* _Instructions_:
A. Answer these questions from the HIVE mining article:
(i) In which countries does HIVE maintain facilities?
(ii) What positions does the writer hold at HIVE Blockchain Technologies?
(iii) How high did bitcoin surge late last month?
B. Rewrite the HIVE mining article from "The week before" up to and including "have air conditioning.", putting "Vienna" in place of "Zurich".
C. List every company named in the HIVE mining article.

──────── Reading passage ────────

This Mining Company Is Back to Creating Value for Investors
As many of you know, I serve as interim CEO and chairman of HIVE Blockchain Technologies, the first publicly traded company involved in the mining of cryptocurrencies. We maintain facilities in Iceland, Sweden and Norway, all of which have optimally cool climates and cheap renewable energy.
The week before last, HIVE business took me to just within the frigid Arctic Circle. This was followed by stops in Zurich, Geneva and Milan, where temperatures soared in a record-setting heat wave. Keep in mind that many European hotels still do not have air conditioning.
The constant flying and wildly fluctuating temperatures were well worth it, though. I’m very pleased to say that a satisfactory agreement was reached between HIVE and its strategic partner, Genesis Mining. All claims arising from the master service agreements, as well as legal proceedings, have been withdrawn and discontinued. You can read the full press release here.
Above all else, I’m thrilled that HIVE can return to creating value for its shareholders, to whom I extend my gratitude.
Cryptocurrencies Challenging Traditional Monetary Policy
The agreement couldn’t have come at a better or more interesting time. Economic conditions have improved in the cryptocurrency ecosystem, with bitcoin surging as high as $13,764 late last month. Meanwhile, Facebook’s upcoming Libra coin is drawing fresh attention to digital currencies as a concept.

──────── Dataset extract ────────

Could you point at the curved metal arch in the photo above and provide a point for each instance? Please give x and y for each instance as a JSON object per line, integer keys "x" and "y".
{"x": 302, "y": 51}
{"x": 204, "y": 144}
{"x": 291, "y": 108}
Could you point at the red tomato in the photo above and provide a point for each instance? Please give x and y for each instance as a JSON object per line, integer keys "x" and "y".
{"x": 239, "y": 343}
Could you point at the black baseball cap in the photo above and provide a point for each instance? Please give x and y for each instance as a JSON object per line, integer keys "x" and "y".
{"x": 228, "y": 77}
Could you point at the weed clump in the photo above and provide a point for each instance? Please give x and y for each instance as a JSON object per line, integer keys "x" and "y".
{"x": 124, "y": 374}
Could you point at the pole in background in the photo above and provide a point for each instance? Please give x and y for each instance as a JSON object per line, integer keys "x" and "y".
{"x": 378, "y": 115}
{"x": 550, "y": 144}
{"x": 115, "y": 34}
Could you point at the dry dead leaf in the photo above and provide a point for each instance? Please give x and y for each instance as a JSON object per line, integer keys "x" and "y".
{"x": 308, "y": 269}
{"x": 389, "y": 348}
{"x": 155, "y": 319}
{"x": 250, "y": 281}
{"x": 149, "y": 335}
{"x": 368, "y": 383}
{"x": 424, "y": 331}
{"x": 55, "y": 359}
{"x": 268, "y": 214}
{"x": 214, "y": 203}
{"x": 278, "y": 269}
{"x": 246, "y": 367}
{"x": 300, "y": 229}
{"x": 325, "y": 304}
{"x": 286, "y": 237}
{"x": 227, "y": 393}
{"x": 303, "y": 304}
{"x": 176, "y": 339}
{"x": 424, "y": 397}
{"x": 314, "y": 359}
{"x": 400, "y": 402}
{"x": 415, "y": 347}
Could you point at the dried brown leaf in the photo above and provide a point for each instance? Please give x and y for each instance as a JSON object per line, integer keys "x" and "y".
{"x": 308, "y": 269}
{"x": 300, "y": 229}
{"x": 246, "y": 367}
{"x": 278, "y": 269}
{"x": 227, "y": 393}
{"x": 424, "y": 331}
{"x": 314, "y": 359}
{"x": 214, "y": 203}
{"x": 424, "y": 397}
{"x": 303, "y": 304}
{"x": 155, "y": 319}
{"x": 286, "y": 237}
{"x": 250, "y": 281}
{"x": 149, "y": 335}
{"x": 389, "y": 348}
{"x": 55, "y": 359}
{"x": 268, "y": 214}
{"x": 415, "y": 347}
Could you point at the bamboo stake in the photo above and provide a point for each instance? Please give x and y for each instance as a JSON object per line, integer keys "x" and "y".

────────

* _Results of the tasks_:
A.
(i) Iceland, Sweden and Norway.
(ii) Interim CEO and chairman.
(iii) As high as $13,764.

B.
The week before last, HIVE business took me to just within the frigid Arctic Circle. This was followed by stops in Vienna, Geneva and Milan, where temperatures soared in a record-setting heat wave. Keep in mind that many European hotels still do not have air conditioning.

C. HIVE Blockchain Technologies, Genesis Mining, Facebook